**EXERCISE DESCRIPTION**: Set down exactly the lines running from the line with "61L155 67L139 107L177" to the end of the listing below, both ends included.

**SUPPLIED ENTRIES**:
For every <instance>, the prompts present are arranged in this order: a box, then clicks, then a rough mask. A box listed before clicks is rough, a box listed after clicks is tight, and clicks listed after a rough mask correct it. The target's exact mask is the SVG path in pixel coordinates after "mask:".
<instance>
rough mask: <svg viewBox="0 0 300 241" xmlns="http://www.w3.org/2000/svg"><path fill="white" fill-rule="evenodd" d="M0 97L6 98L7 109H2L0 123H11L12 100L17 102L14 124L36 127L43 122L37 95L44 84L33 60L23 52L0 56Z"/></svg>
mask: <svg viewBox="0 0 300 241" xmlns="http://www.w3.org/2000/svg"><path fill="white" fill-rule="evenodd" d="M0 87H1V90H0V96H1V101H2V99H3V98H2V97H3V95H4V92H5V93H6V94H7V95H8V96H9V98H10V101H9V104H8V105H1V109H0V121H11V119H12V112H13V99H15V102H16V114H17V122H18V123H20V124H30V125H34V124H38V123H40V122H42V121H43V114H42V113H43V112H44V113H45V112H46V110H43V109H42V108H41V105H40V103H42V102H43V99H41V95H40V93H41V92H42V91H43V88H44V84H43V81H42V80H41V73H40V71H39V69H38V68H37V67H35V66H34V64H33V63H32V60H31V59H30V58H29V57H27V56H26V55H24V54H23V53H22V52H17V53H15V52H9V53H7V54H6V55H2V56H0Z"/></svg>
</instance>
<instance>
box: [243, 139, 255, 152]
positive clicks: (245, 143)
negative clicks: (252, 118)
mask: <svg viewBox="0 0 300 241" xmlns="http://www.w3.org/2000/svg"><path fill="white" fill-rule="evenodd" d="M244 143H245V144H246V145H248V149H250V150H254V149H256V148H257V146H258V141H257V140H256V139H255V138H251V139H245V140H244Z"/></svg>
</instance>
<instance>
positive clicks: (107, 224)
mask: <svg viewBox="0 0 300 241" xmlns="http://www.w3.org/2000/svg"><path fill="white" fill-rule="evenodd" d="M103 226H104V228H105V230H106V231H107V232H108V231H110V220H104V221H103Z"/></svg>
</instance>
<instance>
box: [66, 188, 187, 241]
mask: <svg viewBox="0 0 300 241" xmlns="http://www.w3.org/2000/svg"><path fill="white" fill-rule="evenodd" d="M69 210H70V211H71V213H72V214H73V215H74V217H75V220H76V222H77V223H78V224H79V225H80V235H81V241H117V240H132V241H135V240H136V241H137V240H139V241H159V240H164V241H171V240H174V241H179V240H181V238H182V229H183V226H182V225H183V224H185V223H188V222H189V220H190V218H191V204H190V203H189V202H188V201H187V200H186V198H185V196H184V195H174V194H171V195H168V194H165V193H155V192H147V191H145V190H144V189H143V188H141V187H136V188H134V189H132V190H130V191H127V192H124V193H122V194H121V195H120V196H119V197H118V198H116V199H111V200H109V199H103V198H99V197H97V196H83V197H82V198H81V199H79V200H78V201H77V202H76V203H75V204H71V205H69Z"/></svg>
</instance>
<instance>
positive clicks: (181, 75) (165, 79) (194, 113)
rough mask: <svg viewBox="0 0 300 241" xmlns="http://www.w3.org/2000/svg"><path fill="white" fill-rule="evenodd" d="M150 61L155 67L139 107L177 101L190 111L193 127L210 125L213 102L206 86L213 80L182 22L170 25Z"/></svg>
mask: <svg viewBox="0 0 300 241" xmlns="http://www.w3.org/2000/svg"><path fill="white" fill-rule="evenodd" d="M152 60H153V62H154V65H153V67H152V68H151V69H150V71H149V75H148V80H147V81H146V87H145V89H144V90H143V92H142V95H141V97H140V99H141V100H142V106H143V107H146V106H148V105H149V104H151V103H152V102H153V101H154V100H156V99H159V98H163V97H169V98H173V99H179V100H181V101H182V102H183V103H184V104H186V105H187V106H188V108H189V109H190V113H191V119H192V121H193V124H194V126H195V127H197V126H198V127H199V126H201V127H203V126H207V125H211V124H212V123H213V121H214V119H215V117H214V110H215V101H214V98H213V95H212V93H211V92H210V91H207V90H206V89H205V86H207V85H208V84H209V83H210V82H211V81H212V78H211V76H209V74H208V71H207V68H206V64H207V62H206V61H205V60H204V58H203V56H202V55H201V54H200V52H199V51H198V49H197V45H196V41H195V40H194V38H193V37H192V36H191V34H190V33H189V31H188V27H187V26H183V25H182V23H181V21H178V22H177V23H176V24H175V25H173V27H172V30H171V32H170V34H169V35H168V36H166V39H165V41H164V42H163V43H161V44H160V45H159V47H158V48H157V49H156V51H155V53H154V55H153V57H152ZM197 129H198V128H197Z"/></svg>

**PROBLEM SOLUTION**:
rough mask: <svg viewBox="0 0 300 241" xmlns="http://www.w3.org/2000/svg"><path fill="white" fill-rule="evenodd" d="M150 61L155 67L139 107L177 101L190 111L193 127L210 125L213 102L206 86L213 80L182 22L170 25Z"/></svg>
mask: <svg viewBox="0 0 300 241" xmlns="http://www.w3.org/2000/svg"><path fill="white" fill-rule="evenodd" d="M152 60H153V62H154V65H153V67H152V68H151V69H150V71H149V75H148V80H147V81H146V87H145V89H144V90H143V92H142V95H141V97H140V99H141V100H142V106H143V107H146V106H148V105H149V104H151V103H152V102H153V101H154V100H156V99H159V98H163V97H169V98H173V99H179V100H181V101H182V102H183V103H184V104H186V105H187V106H188V108H189V109H190V113H191V119H192V121H193V124H194V126H195V127H197V126H198V127H199V126H201V127H203V126H207V125H211V124H212V123H213V121H214V119H215V117H214V110H215V101H214V98H213V95H212V93H211V92H210V91H207V90H206V89H205V86H207V85H208V84H209V83H210V82H211V81H212V78H211V76H209V74H208V71H207V68H206V64H207V62H206V61H205V60H204V58H203V56H202V55H201V54H200V52H199V51H198V49H197V45H196V41H195V40H194V38H193V37H192V36H191V34H190V33H189V31H188V27H187V26H183V25H182V23H181V21H178V22H177V23H176V24H175V25H173V27H172V30H171V32H170V34H169V35H168V36H166V39H165V41H164V42H163V43H161V44H160V45H159V47H158V48H157V49H156V51H155V53H154V55H153V57H152ZM197 129H198V128H197Z"/></svg>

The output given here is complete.